## Selected extract
---*---

The Acacia Ridge air raid shelter is a rectangular concrete bunker built on a rock shelf cut into the north face of the former quarry. The currently exposed part of the bunker consists of two concrete walls, with a space between the two, running along part of the quarry face and returning into the quarry wall. The outer curtain wall is lower, is buttressed with concrete props, and has rectangular openings at each end. The inner bunker wall is shorter, taller, and has no visible openings. Only the top of the curtain wall is visible above the water in the quarry, and vegetation obscures the main bunker.

== Heritage listing ==
Acacia Ridge Air Raid Shelter was listed on the Queensland Heritage Register on 6 April 2005 having satisfied the following criteria.

The place is important in demonstrating the evolution or pattern of Queensland's history.

The Acacia Ridge air raid shelter is important as part of the Air Raid Precaution activities undertaken for the defence of Brisbane during World War II. Designed to afford protection for military personnel from the Archerfield aerodrome in the event of a Japanese air attack, the air raid shelter, located on a rock ledge in the north face of the Archerfield Quarry, is important in demonstrating the impact of World War II on Queensland.

---*---

Saved entries

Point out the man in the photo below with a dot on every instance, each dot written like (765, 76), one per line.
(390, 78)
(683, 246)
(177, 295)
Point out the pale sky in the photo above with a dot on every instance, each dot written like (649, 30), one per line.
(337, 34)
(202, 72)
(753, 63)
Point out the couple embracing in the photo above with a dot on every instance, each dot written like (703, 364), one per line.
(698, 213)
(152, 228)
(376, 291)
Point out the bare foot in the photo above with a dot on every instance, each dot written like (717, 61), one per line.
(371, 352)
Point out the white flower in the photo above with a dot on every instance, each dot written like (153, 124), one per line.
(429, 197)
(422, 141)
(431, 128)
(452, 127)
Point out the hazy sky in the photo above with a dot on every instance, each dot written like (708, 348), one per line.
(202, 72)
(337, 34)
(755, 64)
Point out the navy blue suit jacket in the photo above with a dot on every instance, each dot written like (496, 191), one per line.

---*---

## Questions to answer
• 1. Rewrite the paragraph beginning "The Acacia Ridge air raid shelter is a rectangular concrete bunker" from the text on the Acacia Ridge air raid shelter as a short bulleted list that keeps its main facts.
• 2. Resume the text on the Acacia Ridge air raid shelter, picking up after its final sentence.

## List of answers
• 1.
- Rectangular concrete bunker on a rock shelf cut into the north face of the former quarry
- Exposed part: two concrete walls with a space between them, running along part of the quarry face and returning into the quarry wall
- Outer curtain wall: lower, buttressed with concrete props, with rectangular openings at each end
- Inner bunker wall: shorter and taller, with no visible openings
- Only the top of the curtain wall is visible above the quarry water, and vegetation obscures the main bunker

• 2.
The place demonstrates rare, uncommon or endangered aspects of Queensland's cultural heritage.

Although many air raid shelters were constructed during World War II in Queensland, comparatively few survive. As a shelter that was built for military personnel, and which still includes its outer curtain wall, the Acacia Ridge shelter is uncommon.

The place is important in demonstrating the principal characteristics of a particular class of cultural places.

The shelter's solid construction, and its siting near a military installation, demonstrate the principal characteristics of a World War II military air raid shelter.